» **Brief**
Return the text of the items word for word, from the start of the items through the line holding "box: [12, 540, 257, 630]", inclusive. Leave the pictures out of your answer.

━━━━━ Dataset entries

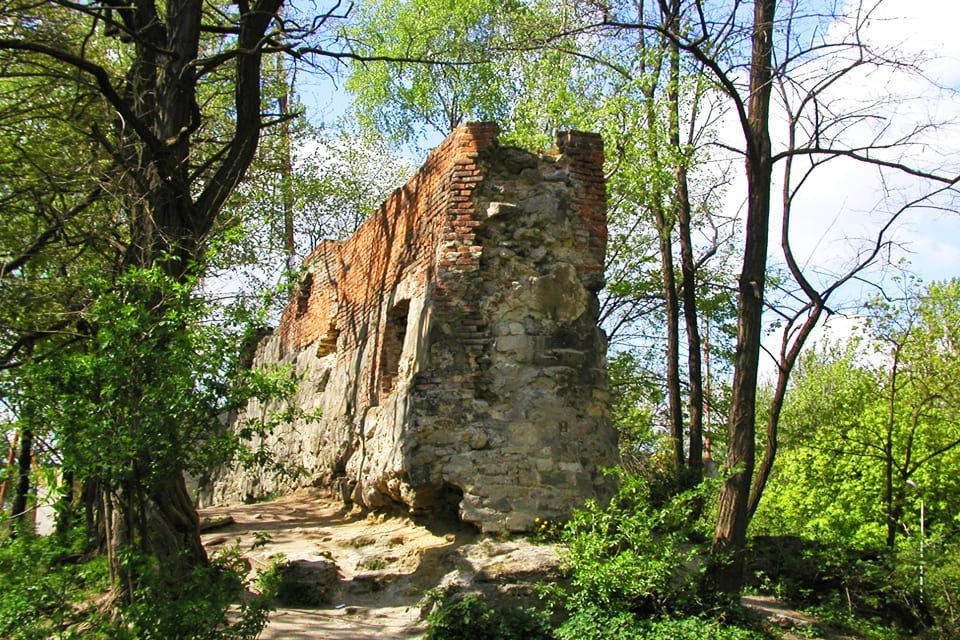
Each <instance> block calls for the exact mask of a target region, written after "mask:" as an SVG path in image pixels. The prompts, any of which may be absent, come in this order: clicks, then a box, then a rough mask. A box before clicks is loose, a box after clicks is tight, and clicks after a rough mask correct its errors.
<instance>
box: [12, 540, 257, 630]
mask: <svg viewBox="0 0 960 640" xmlns="http://www.w3.org/2000/svg"><path fill="white" fill-rule="evenodd" d="M73 533H78V532H73ZM80 549H82V541H80V540H79V539H78V540H75V541H73V542H72V543H71V544H68V543H65V542H64V541H63V540H61V539H60V538H57V537H52V536H51V537H44V538H41V537H35V536H20V537H18V538H17V539H16V540H7V541H5V542H3V543H2V544H0V636H2V637H4V638H9V639H10V640H40V639H43V638H50V637H58V638H81V637H82V638H93V639H102V640H173V639H182V640H187V639H189V640H248V639H253V638H256V637H258V636H259V634H260V631H261V630H262V628H263V626H264V624H265V623H266V619H267V614H268V613H269V602H270V600H271V594H270V593H269V592H268V590H263V589H262V591H263V593H262V595H261V596H258V597H255V598H252V599H247V600H245V601H243V602H239V600H240V596H241V594H242V593H244V591H245V590H246V588H247V586H248V585H247V584H246V574H247V565H246V563H245V562H244V561H243V560H242V558H240V556H239V555H238V554H237V553H236V552H235V551H228V552H225V553H223V554H221V555H218V556H216V557H214V558H213V559H212V562H211V564H210V565H209V566H205V567H197V568H195V569H194V570H193V572H192V574H191V575H190V576H189V577H188V579H186V580H183V581H181V582H178V583H177V584H176V585H171V584H164V583H161V582H149V581H147V582H144V583H142V584H141V585H139V587H138V590H137V593H136V597H135V599H134V602H133V604H131V605H129V606H126V607H124V608H122V609H121V610H120V612H119V615H117V616H115V617H112V616H111V615H110V614H109V612H107V611H105V610H104V609H103V607H102V605H103V604H104V603H105V600H104V598H103V595H104V593H105V592H106V590H107V589H108V587H109V571H108V567H107V562H106V558H105V557H102V556H98V557H89V556H85V555H83V554H81V553H80V551H79V550H80ZM145 561H146V560H144V559H143V558H136V557H133V556H131V557H129V558H128V559H127V562H145ZM142 574H143V575H145V576H156V575H161V574H162V572H142ZM228 612H229V618H228V615H227V614H228Z"/></svg>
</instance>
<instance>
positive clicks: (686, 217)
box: [666, 0, 703, 481]
mask: <svg viewBox="0 0 960 640" xmlns="http://www.w3.org/2000/svg"><path fill="white" fill-rule="evenodd" d="M666 9H667V14H666V17H667V29H668V31H669V32H670V33H671V34H672V35H673V37H672V38H670V40H669V41H668V44H667V46H668V50H669V57H670V66H669V82H668V83H667V103H668V105H669V107H668V108H669V110H670V113H669V136H670V146H671V147H673V149H674V153H675V154H676V168H675V171H674V179H675V180H676V185H675V191H674V206H675V207H676V218H677V227H678V229H677V232H678V240H679V241H680V279H681V284H682V287H683V319H684V328H685V330H686V334H687V378H688V383H689V386H690V390H689V395H688V403H687V408H688V411H689V415H688V417H687V421H688V425H687V429H688V436H689V442H690V447H689V458H688V465H689V467H690V469H691V470H692V471H693V473H694V478H693V480H694V481H699V480H700V478H702V475H703V373H702V370H701V362H702V359H703V354H702V353H701V346H700V329H699V326H698V318H697V283H696V263H695V261H694V259H693V240H692V238H691V235H690V224H691V221H690V219H691V207H690V189H689V184H688V180H687V157H686V154H685V152H684V150H683V148H682V147H681V144H680V45H679V38H680V37H681V35H682V34H681V22H680V11H681V7H680V0H671V2H670V4H669V5H668V6H667V7H666ZM678 330H679V329H678ZM678 385H679V383H678ZM680 436H681V437H682V433H681V434H680Z"/></svg>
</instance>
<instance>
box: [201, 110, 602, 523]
mask: <svg viewBox="0 0 960 640" xmlns="http://www.w3.org/2000/svg"><path fill="white" fill-rule="evenodd" d="M498 133H499V128H498V127H497V125H496V124H493V123H477V124H466V125H462V126H461V127H458V128H457V129H456V130H455V131H454V132H453V133H452V134H451V135H450V136H449V137H448V138H447V139H446V140H444V142H443V143H442V144H441V145H440V146H438V147H437V148H436V149H435V150H434V151H433V152H432V153H430V155H429V156H428V157H427V159H426V161H425V162H424V164H423V166H422V167H421V168H420V170H419V171H418V173H417V174H416V175H415V176H414V177H413V178H411V180H410V181H409V182H408V183H407V184H406V185H404V186H403V187H401V188H399V189H397V190H396V191H395V192H394V193H393V194H392V195H391V196H390V197H389V198H388V199H387V200H386V202H384V203H383V205H382V206H381V207H380V208H379V209H378V210H377V211H376V212H375V213H374V214H373V215H372V216H371V217H370V218H369V219H368V220H367V221H366V222H364V224H363V225H361V227H360V228H359V229H358V230H357V232H356V233H355V234H354V235H353V236H352V237H350V238H349V239H347V240H345V241H342V242H324V243H322V244H320V245H319V246H318V247H317V248H316V249H315V250H314V251H313V252H312V253H311V254H310V255H309V256H308V257H307V258H306V260H305V262H304V268H305V270H307V271H308V274H309V275H305V276H304V278H303V281H302V284H301V290H300V291H299V292H297V293H295V295H294V296H293V297H292V300H291V301H290V303H289V304H288V306H287V308H286V309H285V310H284V312H283V315H282V317H281V321H280V326H279V327H278V329H277V331H276V332H274V334H273V335H272V336H270V337H268V338H266V339H265V340H264V341H263V342H262V343H261V345H260V347H259V349H258V352H257V356H256V358H255V365H257V366H269V365H270V364H274V363H276V362H278V361H279V362H284V363H287V364H292V365H293V367H294V370H295V371H296V372H297V373H298V374H300V375H301V376H302V381H301V384H300V387H299V389H298V392H297V396H296V397H295V398H294V399H293V400H292V402H294V403H296V404H297V405H298V406H300V407H301V408H303V409H305V410H308V411H309V410H313V409H320V410H322V416H321V417H320V418H312V419H310V420H311V421H307V419H306V418H303V419H301V418H296V419H294V421H293V422H291V423H290V424H285V425H281V426H279V427H278V428H277V429H276V430H275V432H274V433H273V434H272V435H271V436H270V437H269V439H268V441H267V442H265V443H263V444H264V445H265V446H266V447H267V448H269V449H270V450H272V451H273V454H274V455H275V456H276V458H277V459H279V460H286V461H291V462H293V463H295V464H297V465H299V466H300V467H301V468H302V469H303V470H304V471H305V472H306V473H305V474H304V475H302V476H299V477H298V479H296V480H289V479H288V480H283V479H282V478H281V479H278V478H276V477H272V476H270V475H269V474H267V473H261V472H252V473H247V474H244V472H238V471H229V472H227V473H226V474H225V475H224V476H223V477H221V478H219V479H217V480H215V481H214V482H213V484H212V486H211V488H210V489H209V492H210V495H211V496H212V500H213V501H219V502H223V501H231V500H236V499H250V498H256V497H258V496H262V495H264V494H267V493H271V492H276V491H286V490H290V489H293V488H296V487H297V486H305V485H313V486H327V487H330V488H337V489H339V491H340V492H341V494H342V495H343V496H344V497H346V498H348V499H350V500H352V501H354V502H358V503H360V504H363V505H366V506H369V507H377V506H382V505H384V504H387V503H389V502H394V503H402V504H405V505H406V506H407V507H408V508H410V509H411V510H412V511H431V510H442V509H443V508H444V505H447V506H450V504H451V499H456V500H458V502H457V504H458V510H459V511H458V512H459V515H460V517H461V518H462V519H464V520H466V521H469V522H473V523H475V524H476V525H477V526H479V527H480V528H482V529H485V530H490V531H494V530H502V529H510V530H517V531H519V530H524V529H528V528H529V527H531V526H532V525H533V518H534V516H535V515H536V516H541V517H550V518H554V517H562V516H563V514H564V513H569V510H570V509H571V508H573V506H575V505H576V503H578V502H582V501H583V500H585V499H587V498H590V497H597V496H602V495H603V494H604V493H605V492H606V491H607V489H608V488H609V487H608V481H607V480H606V479H605V478H604V477H603V475H602V473H601V472H600V469H601V468H603V467H605V466H609V465H611V464H614V463H615V461H616V458H615V456H616V436H615V433H614V432H613V430H612V428H611V427H610V423H609V405H608V400H609V394H608V391H607V389H606V384H607V383H606V371H605V360H604V350H605V338H604V336H603V333H602V332H601V331H600V330H599V329H598V328H597V326H596V320H597V314H598V309H599V305H598V302H597V298H596V292H597V291H598V290H599V289H600V288H601V287H602V285H603V264H604V251H605V243H606V194H605V186H604V176H603V144H602V140H601V138H600V136H598V135H596V134H589V133H580V132H567V133H561V134H559V135H558V136H557V141H556V142H557V149H558V151H559V153H557V154H552V155H549V156H537V155H535V154H531V153H529V152H526V151H523V150H520V149H512V148H508V147H501V146H500V145H499V144H498V142H497V135H498ZM271 410H272V409H271V407H264V406H260V405H258V404H256V403H255V402H252V403H251V405H250V406H248V407H247V409H246V410H245V413H246V415H247V416H253V417H262V416H265V415H268V414H269V413H270V411H271ZM242 419H243V415H241V416H240V417H239V418H238V420H239V421H241V422H242Z"/></svg>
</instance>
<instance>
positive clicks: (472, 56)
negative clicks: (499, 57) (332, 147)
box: [346, 0, 524, 142]
mask: <svg viewBox="0 0 960 640" xmlns="http://www.w3.org/2000/svg"><path fill="white" fill-rule="evenodd" d="M523 11H524V5H523V4H522V3H518V2H498V1H496V0H471V1H470V2H461V1H458V0H441V1H439V2H437V1H434V0H431V1H426V0H412V1H410V2H404V1H400V0H381V1H380V2H374V3H369V4H365V5H363V7H362V8H361V9H360V11H359V15H358V18H357V20H356V22H355V24H354V26H353V27H351V29H350V30H349V37H350V38H351V41H352V42H353V43H354V47H355V48H356V50H357V52H358V53H360V54H361V55H367V56H378V57H387V58H394V59H400V60H402V59H406V60H410V62H386V61H373V62H365V63H363V64H358V65H355V66H354V67H353V68H352V70H351V76H350V78H349V80H348V81H347V84H346V87H347V89H348V90H349V91H350V92H351V93H353V95H354V102H355V105H356V106H357V108H358V110H359V119H360V122H361V125H363V126H365V127H366V128H369V129H375V130H377V131H379V132H381V133H382V134H384V135H386V136H387V137H389V138H391V139H393V140H395V141H399V142H411V141H413V140H415V139H416V137H417V136H418V134H419V131H418V129H419V125H420V124H421V123H426V124H428V125H429V126H431V127H432V128H433V129H434V130H436V131H439V132H441V133H444V134H446V133H448V132H449V131H450V130H451V129H453V128H454V127H456V126H457V125H458V124H460V123H462V122H466V121H468V120H501V121H502V120H506V118H504V115H505V113H506V112H507V109H508V106H507V105H509V104H510V102H511V97H512V95H513V94H514V93H515V89H514V88H513V86H512V82H513V76H512V74H510V73H509V71H508V67H507V66H506V65H503V64H497V63H496V61H491V56H490V52H489V48H488V47H489V44H490V43H491V40H494V39H496V38H497V35H498V34H499V33H501V32H503V31H504V30H507V29H509V28H510V27H511V24H512V23H513V22H514V21H515V20H517V19H518V17H519V16H520V15H522V13H523ZM385 26H389V28H385ZM417 61H431V62H439V63H441V64H417Z"/></svg>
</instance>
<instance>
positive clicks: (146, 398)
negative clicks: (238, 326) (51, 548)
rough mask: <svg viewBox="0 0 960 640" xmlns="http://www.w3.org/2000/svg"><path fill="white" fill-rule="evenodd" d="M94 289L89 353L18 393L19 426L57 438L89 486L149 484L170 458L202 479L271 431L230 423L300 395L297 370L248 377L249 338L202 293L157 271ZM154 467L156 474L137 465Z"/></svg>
mask: <svg viewBox="0 0 960 640" xmlns="http://www.w3.org/2000/svg"><path fill="white" fill-rule="evenodd" d="M90 288H91V290H93V291H95V292H96V300H95V302H94V303H93V304H92V306H91V308H90V309H89V310H88V312H87V313H86V314H85V317H84V321H85V322H86V323H87V324H88V326H90V327H92V328H95V330H94V331H93V332H92V335H91V336H90V342H89V344H88V345H85V346H84V348H77V349H68V350H64V351H62V352H61V353H59V354H57V355H56V356H55V357H54V356H51V357H49V358H46V359H44V360H42V361H38V362H33V363H31V364H29V365H28V366H26V367H25V368H24V369H23V371H21V372H20V385H21V386H20V389H19V391H20V393H21V397H20V398H19V414H20V420H21V421H23V422H25V423H27V424H31V425H35V426H36V427H38V428H43V429H48V430H50V431H51V432H52V434H53V437H54V439H55V441H56V442H57V443H58V444H59V446H60V448H61V451H62V456H63V468H64V469H65V470H69V471H72V472H74V473H75V474H76V477H77V478H78V479H80V480H86V479H96V480H97V481H98V482H102V483H105V485H106V486H119V485H121V484H122V483H125V482H130V481H136V482H138V483H141V484H143V485H144V486H150V485H151V484H152V483H153V482H154V480H155V479H156V478H154V476H153V474H154V473H165V472H166V471H167V467H166V466H163V465H162V464H160V463H161V461H168V460H175V461H177V464H178V466H179V468H182V469H185V470H187V471H191V472H194V473H202V472H203V471H205V470H208V469H210V468H213V467H215V466H216V465H218V464H223V463H225V462H227V461H229V460H230V459H232V458H233V457H235V456H237V455H238V454H239V452H240V451H241V450H242V445H243V442H242V441H241V439H242V438H246V439H252V438H253V437H254V436H256V435H262V431H263V429H262V428H264V427H265V428H269V425H270V423H269V421H266V422H263V423H261V424H258V425H248V426H247V429H246V430H243V431H241V433H240V434H239V437H238V434H235V433H233V432H231V431H229V430H228V429H227V428H226V426H225V425H224V424H223V422H222V421H221V420H220V416H221V414H223V413H224V412H227V411H230V410H232V409H235V408H237V407H240V406H243V405H244V404H245V403H246V401H247V400H248V399H249V398H251V397H259V398H263V399H266V398H271V397H286V396H289V395H290V394H291V393H292V392H293V391H294V390H295V389H296V379H294V378H292V377H291V376H290V375H289V373H287V372H284V371H275V372H262V371H252V370H244V369H240V368H238V367H237V352H238V350H239V342H241V340H242V328H241V327H232V328H231V327H230V326H228V325H224V324H220V323H213V322H210V321H209V320H208V318H209V315H210V312H211V309H210V307H209V306H207V304H206V303H204V302H203V301H202V300H201V299H199V298H198V297H196V296H195V295H194V284H193V283H190V282H188V283H186V284H180V283H177V282H175V281H173V280H172V279H169V278H167V277H166V276H164V275H163V274H162V272H160V270H159V269H151V270H145V271H137V270H133V271H129V272H127V273H126V274H125V275H124V276H123V277H122V278H121V279H120V280H119V281H118V282H116V283H108V282H94V283H92V284H91V286H90ZM258 427H260V428H261V429H260V430H259V431H258V430H257V428H258ZM144 459H146V460H147V461H156V462H157V464H148V465H146V466H144V465H142V464H139V466H138V465H137V464H135V463H138V462H140V463H142V462H143V461H144Z"/></svg>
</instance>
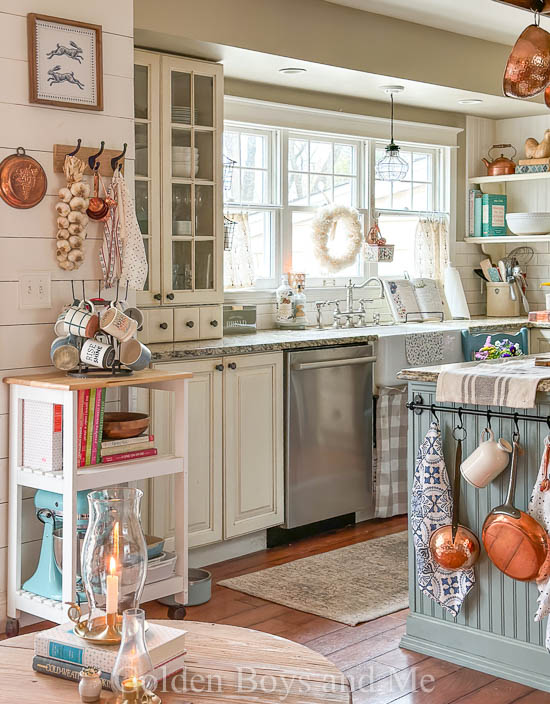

━━━━━━━━━━

» **Task output**
Each <instance> block calls for the exact mask of a target region, written after "mask:" as an SVG path in image pixels. The prompts, any of which may be absent, come in this order: clicks, then a box, then a rough mask. A box before clicks is loose, a box after clicks is tight, and clicks after a rough mask correct its errors.
<instance>
box: [12, 540, 257, 630]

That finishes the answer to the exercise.